● **使用データ**:
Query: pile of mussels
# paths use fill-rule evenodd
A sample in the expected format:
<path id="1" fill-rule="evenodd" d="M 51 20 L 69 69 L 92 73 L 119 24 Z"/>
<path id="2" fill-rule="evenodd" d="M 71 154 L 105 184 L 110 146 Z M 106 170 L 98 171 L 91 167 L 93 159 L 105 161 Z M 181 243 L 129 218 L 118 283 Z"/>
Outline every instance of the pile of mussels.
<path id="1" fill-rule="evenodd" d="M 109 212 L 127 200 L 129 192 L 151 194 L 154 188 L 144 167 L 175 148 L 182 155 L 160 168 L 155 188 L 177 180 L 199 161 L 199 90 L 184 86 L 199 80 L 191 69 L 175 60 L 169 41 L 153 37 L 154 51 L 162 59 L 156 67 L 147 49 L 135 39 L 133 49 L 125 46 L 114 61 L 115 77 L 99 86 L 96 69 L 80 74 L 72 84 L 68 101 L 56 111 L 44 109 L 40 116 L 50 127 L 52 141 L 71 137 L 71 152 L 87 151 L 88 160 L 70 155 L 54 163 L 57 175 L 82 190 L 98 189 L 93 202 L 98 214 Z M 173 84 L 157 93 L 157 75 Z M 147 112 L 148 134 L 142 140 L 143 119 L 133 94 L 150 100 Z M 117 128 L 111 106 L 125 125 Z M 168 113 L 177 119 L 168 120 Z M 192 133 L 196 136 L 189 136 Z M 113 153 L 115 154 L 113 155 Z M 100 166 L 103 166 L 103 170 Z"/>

● **課題**: 上に示したすべてのエントリの行を、一字も変えずにそのまま複製せよ。

● **解答**:
Query: pile of mussels
# paths use fill-rule evenodd
A sample in the expected format:
<path id="1" fill-rule="evenodd" d="M 51 20 L 69 69 L 92 73 L 119 24 Z"/>
<path id="2" fill-rule="evenodd" d="M 71 154 L 105 184 L 110 146 Z M 106 170 L 98 171 L 91 167 L 93 159 L 105 161 Z M 181 243 L 129 218 L 118 283 Z"/>
Outline every instance of the pile of mussels.
<path id="1" fill-rule="evenodd" d="M 109 212 L 127 200 L 129 192 L 151 194 L 154 188 L 144 167 L 175 148 L 182 155 L 160 168 L 155 188 L 177 180 L 199 161 L 199 90 L 184 86 L 199 80 L 191 69 L 175 60 L 169 41 L 153 37 L 154 51 L 162 59 L 156 67 L 147 49 L 135 39 L 133 49 L 125 46 L 114 61 L 115 77 L 99 86 L 96 69 L 80 74 L 72 84 L 68 101 L 56 111 L 44 109 L 40 116 L 50 127 L 52 141 L 71 137 L 71 152 L 87 151 L 88 160 L 70 155 L 54 163 L 57 175 L 82 190 L 98 189 L 93 202 L 98 214 Z M 173 84 L 157 93 L 157 75 Z M 147 112 L 148 134 L 142 140 L 143 119 L 133 94 L 150 100 Z M 117 128 L 111 106 L 125 125 Z M 168 113 L 177 119 L 168 120 Z M 192 133 L 196 136 L 189 136 Z M 113 153 L 115 154 L 113 155 Z M 100 166 L 103 166 L 103 170 Z"/>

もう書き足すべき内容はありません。